- [STATED GOAL]: Turn every line of the entries below into a JSON list of strings, one string for each line and none for blank lines. Leave out the pictures.

─── DATA FOR THIS EXERCISE

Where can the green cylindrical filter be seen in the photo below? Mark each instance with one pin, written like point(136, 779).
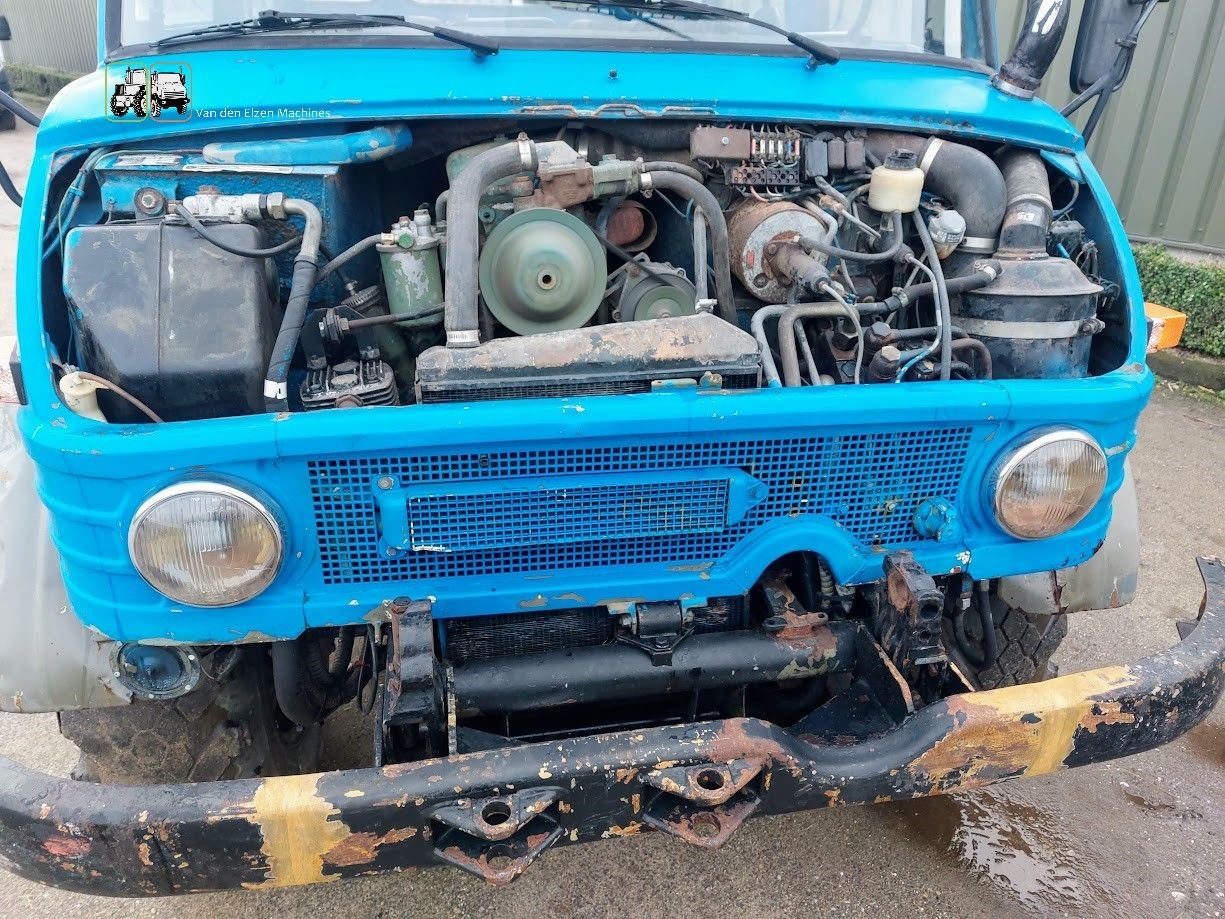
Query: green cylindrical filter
point(542, 271)
point(412, 268)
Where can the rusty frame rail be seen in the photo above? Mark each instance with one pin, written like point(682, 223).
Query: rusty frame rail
point(493, 813)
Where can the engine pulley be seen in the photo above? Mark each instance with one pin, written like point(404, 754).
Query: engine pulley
point(543, 271)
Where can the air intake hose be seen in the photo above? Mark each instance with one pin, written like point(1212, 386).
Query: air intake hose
point(962, 175)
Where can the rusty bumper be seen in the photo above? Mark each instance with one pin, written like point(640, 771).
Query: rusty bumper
point(493, 813)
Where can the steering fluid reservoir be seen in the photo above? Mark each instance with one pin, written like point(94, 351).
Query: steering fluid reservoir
point(897, 184)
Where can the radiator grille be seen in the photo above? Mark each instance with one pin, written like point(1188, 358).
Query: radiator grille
point(869, 483)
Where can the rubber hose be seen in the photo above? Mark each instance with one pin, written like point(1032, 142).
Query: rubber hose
point(976, 279)
point(463, 233)
point(717, 224)
point(962, 175)
point(668, 166)
point(818, 245)
point(788, 349)
point(276, 397)
point(1027, 222)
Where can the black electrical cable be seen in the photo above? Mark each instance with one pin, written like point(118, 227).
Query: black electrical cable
point(347, 256)
point(887, 255)
point(203, 232)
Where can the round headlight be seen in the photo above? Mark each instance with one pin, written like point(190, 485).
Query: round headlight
point(205, 544)
point(1049, 485)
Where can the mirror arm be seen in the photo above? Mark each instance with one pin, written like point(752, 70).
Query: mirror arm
point(1106, 86)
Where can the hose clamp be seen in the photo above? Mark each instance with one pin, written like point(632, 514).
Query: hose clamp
point(930, 153)
point(463, 338)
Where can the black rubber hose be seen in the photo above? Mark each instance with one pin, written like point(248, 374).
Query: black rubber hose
point(980, 349)
point(717, 227)
point(276, 396)
point(942, 302)
point(980, 277)
point(203, 233)
point(817, 245)
point(1040, 38)
point(964, 177)
point(463, 233)
point(347, 256)
point(668, 166)
point(290, 686)
point(1027, 222)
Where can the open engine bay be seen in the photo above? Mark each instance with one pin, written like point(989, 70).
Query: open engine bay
point(471, 261)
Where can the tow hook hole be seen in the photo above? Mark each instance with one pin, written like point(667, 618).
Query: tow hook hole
point(709, 779)
point(495, 813)
point(706, 825)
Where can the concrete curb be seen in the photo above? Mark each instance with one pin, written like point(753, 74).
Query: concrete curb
point(1188, 368)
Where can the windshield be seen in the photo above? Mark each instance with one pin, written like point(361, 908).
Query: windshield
point(946, 27)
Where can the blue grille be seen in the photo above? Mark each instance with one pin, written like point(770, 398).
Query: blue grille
point(869, 483)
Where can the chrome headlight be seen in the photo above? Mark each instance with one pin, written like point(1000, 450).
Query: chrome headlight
point(1049, 485)
point(206, 544)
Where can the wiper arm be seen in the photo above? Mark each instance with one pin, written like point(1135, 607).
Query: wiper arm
point(818, 52)
point(273, 21)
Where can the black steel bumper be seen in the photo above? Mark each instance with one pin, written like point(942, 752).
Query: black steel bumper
point(493, 813)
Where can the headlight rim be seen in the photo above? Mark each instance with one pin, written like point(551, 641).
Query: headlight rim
point(1024, 449)
point(262, 505)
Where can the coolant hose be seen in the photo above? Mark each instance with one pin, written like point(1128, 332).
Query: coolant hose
point(962, 175)
point(788, 349)
point(1027, 222)
point(463, 233)
point(276, 392)
point(717, 224)
point(983, 275)
point(820, 245)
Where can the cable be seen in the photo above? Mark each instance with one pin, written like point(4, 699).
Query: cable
point(203, 232)
point(121, 392)
point(348, 255)
point(887, 255)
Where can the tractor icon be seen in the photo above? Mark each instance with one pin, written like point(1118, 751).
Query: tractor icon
point(130, 93)
point(169, 91)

──────

- [THE RESULT]:
[
  "Where can the green cylindrical filter be seen in the photo below? Mark each instance with one pin, written like point(136, 779).",
  "Query: green cylindrical filter",
  "point(542, 271)",
  "point(412, 268)",
  "Where can the rusty frame rail be seen in the photo above? Mark each instance with one pin, written like point(682, 223).",
  "Query: rusty frame rail",
  "point(493, 813)",
  "Where can the engine pulley be seen in the photo above? Mark each instance with one pin, written like point(404, 754).",
  "Query: engine pulley",
  "point(543, 271)",
  "Where can the air intake hose be seen in the photo above? Mark each instance with one pin, written like point(1212, 386).",
  "Query: air intake hose",
  "point(962, 175)",
  "Where can the rusty bumper be seen in the photo above? Mark each instance with one pin, written like point(640, 771).",
  "Query: rusty bumper",
  "point(493, 813)",
  "Where can the steering fluid reservoir be seen in the photo above? Mark each instance with one pin, written like point(94, 351).",
  "Query: steering fluid reservoir",
  "point(897, 184)",
  "Where can the radiator grille be seen in the photo above? Mark each instance with one pin, written like point(1188, 358).",
  "Query: radiator grille",
  "point(869, 483)",
  "Where can the rubber hose be seen in the photo above? Mark each instance with one pin, written like point(1032, 142).",
  "Query: rubber hose",
  "point(976, 279)",
  "point(463, 233)",
  "point(717, 224)",
  "point(962, 175)",
  "point(668, 166)",
  "point(818, 245)",
  "point(788, 349)",
  "point(276, 397)",
  "point(1027, 222)",
  "Where can the black electrical cable be seen in the photo above? Mark each instance with one pin, written like point(118, 227).",
  "Query: black electrical cable",
  "point(347, 256)",
  "point(887, 255)",
  "point(203, 232)",
  "Where can the round headlight be seen in the photo above? Mark each instance with one pin, written like point(190, 485).",
  "Query: round headlight",
  "point(205, 544)",
  "point(1049, 485)",
  "Where can the mirror arm be seen in the photo above? Mark each instance with one pin, written like point(752, 70).",
  "Query: mirror arm",
  "point(1106, 86)",
  "Where can the hose clamp be seen in the photo above? Mark each instance with one pin, written like point(632, 514).",
  "Query: hose clamp",
  "point(930, 153)",
  "point(463, 338)",
  "Where can the black rubber hose be seen in the photo above? Mark each instance with one pin, written like point(248, 374).",
  "Query: black rubber hose",
  "point(980, 349)",
  "point(717, 227)",
  "point(276, 396)",
  "point(942, 302)",
  "point(980, 277)",
  "point(203, 233)",
  "point(817, 245)",
  "point(1040, 38)",
  "point(964, 177)",
  "point(463, 233)",
  "point(347, 256)",
  "point(668, 166)",
  "point(290, 686)",
  "point(1027, 222)",
  "Where can the open engine bay be seen in the photo above? Mark each instance with one pin, written like point(989, 70).",
  "Query: open engine bay",
  "point(471, 261)",
  "Where can the tow hook hole be seen in the photo above? Mark each instance with one pin, written like point(667, 618).",
  "Query: tow hook hole",
  "point(709, 779)",
  "point(495, 813)",
  "point(706, 825)",
  "Where can the concrete curb be seen in the photo above? Mark each instance with one pin, written like point(753, 74).",
  "Query: concrete curb",
  "point(1188, 368)",
  "Where can the windshield be seen in the photo above? Mark each instance with one pin, written like point(361, 908).",
  "Query: windshield",
  "point(946, 27)",
  "Where can the blue grille be seen in the photo above? Mark each instance with one pin, written like point(770, 398).",
  "Query: blue grille",
  "point(869, 483)",
  "Where can the chrome headlight be seen in the photo above? Mark each instance with one pin, written like point(1000, 450).",
  "Query: chrome headlight",
  "point(1049, 485)",
  "point(206, 544)",
  "Where can the wiper arm be seen in the photo above? Mark each instance with one pin, written like point(1135, 607).",
  "Query: wiper arm",
  "point(818, 52)",
  "point(273, 21)",
  "Where can the black steel bumper be seen in the photo above? Mark each instance with one pin, written like point(942, 752).",
  "Query: black steel bumper",
  "point(493, 813)",
  "Where can the headlight rim be seen in the photo above? Mark each instance with one pin, written like point(551, 641).",
  "Query: headlight rim",
  "point(1024, 449)",
  "point(262, 505)",
  "Where can the coolant hose be seen in the photo above? Mark each instance with one pin, written like point(1128, 332).",
  "Query: coolant hose",
  "point(962, 175)",
  "point(788, 349)",
  "point(1027, 222)",
  "point(463, 233)",
  "point(276, 392)",
  "point(717, 224)",
  "point(983, 275)",
  "point(820, 245)",
  "Where can the cable be seen in the photo above? Mark each instance with one pin, written like point(4, 699).",
  "Query: cable",
  "point(203, 232)",
  "point(121, 392)",
  "point(348, 255)",
  "point(887, 255)",
  "Where can the tractor icon be seen in the photo above? Mark each instance with one pin, written like point(1118, 751).",
  "Query: tractor icon",
  "point(130, 93)",
  "point(169, 91)"
]